- Required tasks
a) In the Baron Annaly text, in what year did the first creation of the title come?
b) Please copy from the Baron Annaly text the passage starting at "Barony in the" and ending at "is currently extant.".
c) List the family lines that the Baron Annaly text names as other members of the Gore family.

- Argent, on a chevron engrailed between three roses gules,, a cross crosslet or
- Creation date: 19 August 1863
- Creation: Third
- Created by: Queen Victoria
- Peerage: Peerage of the United Kingdom
- First holder: Henry White, 1st Baron Annaly
- Present holder: Luke White, 6th Baron Annaly
- Heir apparent: Luke Henry White
- Heir presumptive: Heirs male of the first baron's body lawfully begotten
- Former seat: Luttrellstown Castle
- Motto: Vi et virtute ("By force and courage")

= Baron Annaly =

Barony in the Peerage of the United Kingdom

Baron Annaly is a title that has been created three times, twice in the Peerage of Ireland and once in the Peerage of the United Kingdom. Annaly is named after the ancient term for the general locale, which in turn was named after the original ancient king. The third creation is currently extant.

==History==
The first creation came in the Peerage of Ireland in 1766 when the lawyer and politician John Gore was made Baron Annaly, of Tenelick in the County of Longford. He had previously represented Jamestown and County Longford in the Irish House of Commons and served as Solicitor-General for Ireland from 1760 to 1764. Gore was the son of George Gore, younger son of Sir Arthur Gore, 1st Baronet, whose elder son Paul Gore was the grandfather of Arthur Gore, 1st Earl of Arran. George, like his son, was Attorney General and a High Court judge. Other members of the Gore family include the Gore baronets of Magharabeg, the Barons Harlech and the Earls Temple of Stowe (a title which has come into the family through marriage). On Lord Annaly's death in 1784 the title became extinct.

Region pointing data:

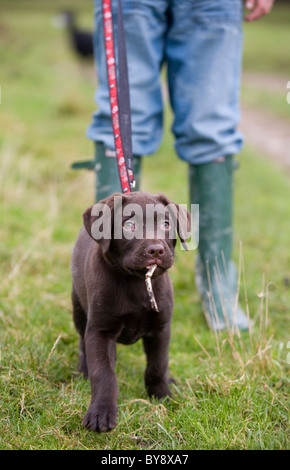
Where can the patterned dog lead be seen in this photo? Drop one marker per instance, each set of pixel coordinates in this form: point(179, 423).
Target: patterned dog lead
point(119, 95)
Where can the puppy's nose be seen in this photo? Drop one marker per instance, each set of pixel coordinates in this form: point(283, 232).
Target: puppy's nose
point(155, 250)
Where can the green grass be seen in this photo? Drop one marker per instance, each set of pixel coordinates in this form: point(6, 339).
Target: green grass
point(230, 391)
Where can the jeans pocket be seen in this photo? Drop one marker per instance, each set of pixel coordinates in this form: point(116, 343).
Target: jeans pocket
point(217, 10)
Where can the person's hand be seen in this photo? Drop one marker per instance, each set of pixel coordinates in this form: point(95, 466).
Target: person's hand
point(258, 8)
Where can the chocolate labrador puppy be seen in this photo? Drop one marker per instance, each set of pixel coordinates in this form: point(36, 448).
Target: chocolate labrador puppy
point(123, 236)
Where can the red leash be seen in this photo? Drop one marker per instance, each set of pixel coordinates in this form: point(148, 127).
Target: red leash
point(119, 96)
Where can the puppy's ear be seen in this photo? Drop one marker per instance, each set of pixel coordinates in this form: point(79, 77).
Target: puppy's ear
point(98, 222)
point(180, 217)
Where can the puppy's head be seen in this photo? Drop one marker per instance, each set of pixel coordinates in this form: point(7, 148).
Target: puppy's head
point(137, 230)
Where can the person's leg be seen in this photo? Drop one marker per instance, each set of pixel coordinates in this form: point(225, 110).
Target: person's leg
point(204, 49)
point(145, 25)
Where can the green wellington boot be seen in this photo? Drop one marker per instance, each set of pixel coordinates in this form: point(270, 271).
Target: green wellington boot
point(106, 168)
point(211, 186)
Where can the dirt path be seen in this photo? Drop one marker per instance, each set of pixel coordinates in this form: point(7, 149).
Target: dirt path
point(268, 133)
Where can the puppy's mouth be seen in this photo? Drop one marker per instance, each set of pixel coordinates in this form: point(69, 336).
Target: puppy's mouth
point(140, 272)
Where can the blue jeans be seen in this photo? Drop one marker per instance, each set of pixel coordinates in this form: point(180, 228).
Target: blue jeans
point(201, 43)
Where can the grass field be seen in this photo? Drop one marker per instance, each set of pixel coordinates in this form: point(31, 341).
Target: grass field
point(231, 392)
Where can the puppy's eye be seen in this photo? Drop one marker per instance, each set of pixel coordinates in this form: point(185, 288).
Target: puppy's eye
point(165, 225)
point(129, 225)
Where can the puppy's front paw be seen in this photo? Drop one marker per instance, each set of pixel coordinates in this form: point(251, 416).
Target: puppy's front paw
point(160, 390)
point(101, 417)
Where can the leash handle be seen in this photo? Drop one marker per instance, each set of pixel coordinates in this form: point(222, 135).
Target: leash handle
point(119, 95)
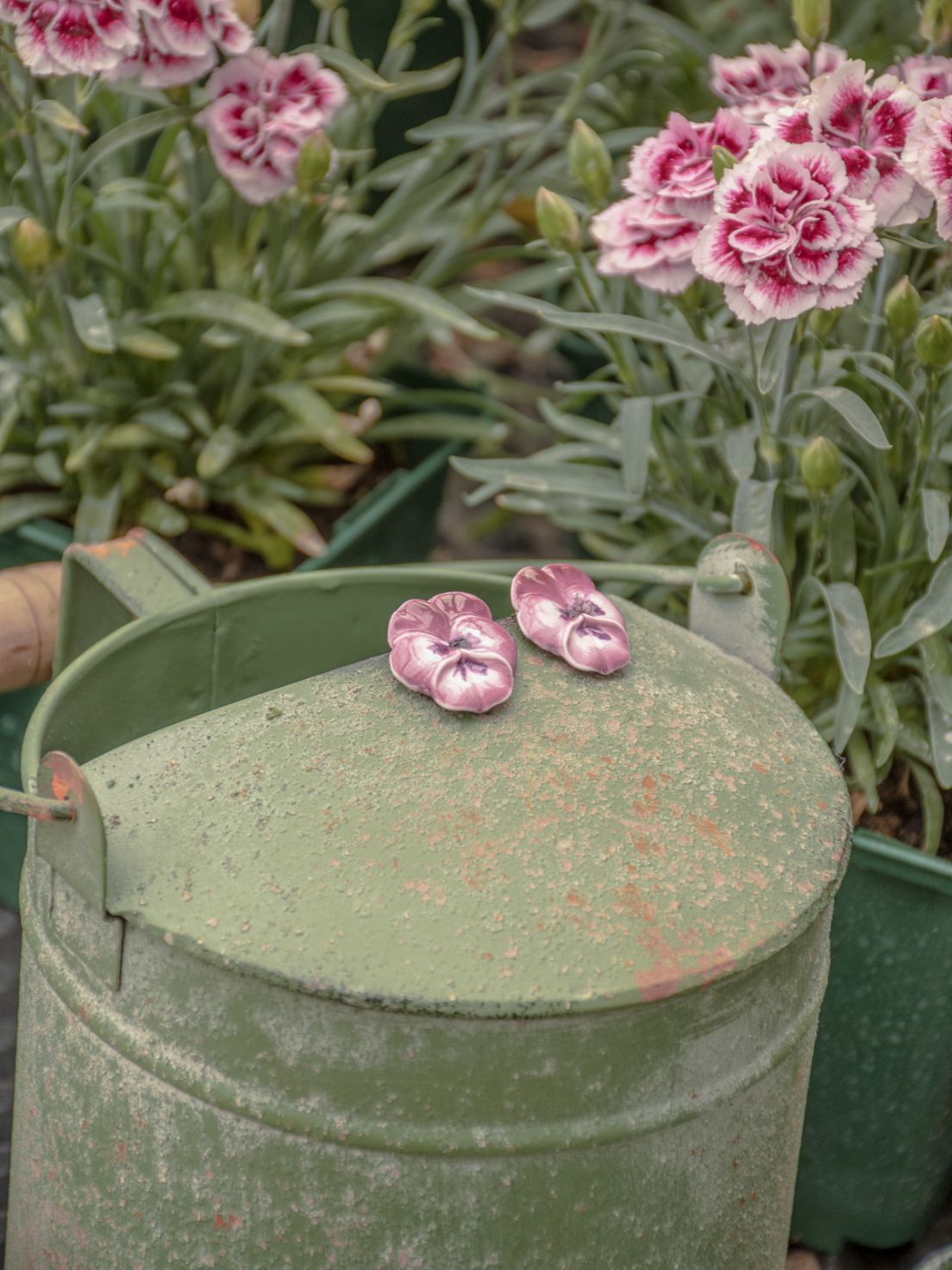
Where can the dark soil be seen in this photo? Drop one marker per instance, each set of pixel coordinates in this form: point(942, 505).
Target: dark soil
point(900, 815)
...
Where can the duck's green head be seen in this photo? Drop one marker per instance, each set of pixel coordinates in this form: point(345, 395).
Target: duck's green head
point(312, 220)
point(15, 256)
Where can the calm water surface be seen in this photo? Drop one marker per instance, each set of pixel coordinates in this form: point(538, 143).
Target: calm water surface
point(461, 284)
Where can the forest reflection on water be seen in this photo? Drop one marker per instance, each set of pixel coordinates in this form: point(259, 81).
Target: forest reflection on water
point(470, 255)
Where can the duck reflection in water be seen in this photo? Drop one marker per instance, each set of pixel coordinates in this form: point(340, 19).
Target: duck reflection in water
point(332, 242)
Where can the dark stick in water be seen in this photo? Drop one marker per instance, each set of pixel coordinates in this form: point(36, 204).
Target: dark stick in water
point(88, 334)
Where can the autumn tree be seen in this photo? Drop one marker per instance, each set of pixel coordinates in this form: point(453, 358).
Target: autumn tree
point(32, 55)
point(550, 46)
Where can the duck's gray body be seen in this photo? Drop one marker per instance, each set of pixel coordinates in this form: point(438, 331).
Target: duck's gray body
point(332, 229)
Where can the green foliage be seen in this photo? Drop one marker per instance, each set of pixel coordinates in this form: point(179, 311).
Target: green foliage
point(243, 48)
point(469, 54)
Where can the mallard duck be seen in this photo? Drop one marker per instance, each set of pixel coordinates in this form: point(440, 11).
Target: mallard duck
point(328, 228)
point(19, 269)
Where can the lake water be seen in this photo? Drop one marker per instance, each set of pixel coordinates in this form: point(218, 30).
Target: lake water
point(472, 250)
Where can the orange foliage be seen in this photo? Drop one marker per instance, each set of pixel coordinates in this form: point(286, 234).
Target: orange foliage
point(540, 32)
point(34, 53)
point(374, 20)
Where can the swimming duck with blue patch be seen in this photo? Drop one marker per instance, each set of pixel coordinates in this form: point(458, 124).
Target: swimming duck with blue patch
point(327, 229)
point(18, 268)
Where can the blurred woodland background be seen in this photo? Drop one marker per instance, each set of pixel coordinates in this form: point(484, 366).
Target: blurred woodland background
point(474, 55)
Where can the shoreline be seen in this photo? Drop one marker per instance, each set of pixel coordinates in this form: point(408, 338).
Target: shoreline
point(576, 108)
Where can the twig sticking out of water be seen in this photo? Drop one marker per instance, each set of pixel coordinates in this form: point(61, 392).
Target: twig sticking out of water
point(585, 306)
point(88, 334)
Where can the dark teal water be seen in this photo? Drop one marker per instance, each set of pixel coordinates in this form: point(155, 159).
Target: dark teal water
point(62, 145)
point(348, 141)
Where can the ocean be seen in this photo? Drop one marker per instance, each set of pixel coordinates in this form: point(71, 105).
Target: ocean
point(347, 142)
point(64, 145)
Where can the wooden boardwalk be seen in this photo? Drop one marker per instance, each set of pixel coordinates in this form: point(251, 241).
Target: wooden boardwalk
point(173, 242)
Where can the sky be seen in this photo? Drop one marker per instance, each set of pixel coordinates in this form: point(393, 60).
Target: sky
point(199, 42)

- Task-by-task results
a) 1766

b)
Barony in the Peerage of the United Kingdom

Baron Annaly is a title that has been created three times, twice in the Peerage of Ireland and once in the Peerage of the United Kingdom. Annaly is named after the ancient term for the general locale, which in turn was named after the original ancient king. The third creation is currently extant.

c)
- The Gore baronets of Magharabeg
- The Barons Harlech
- The Earls Temple of Stowe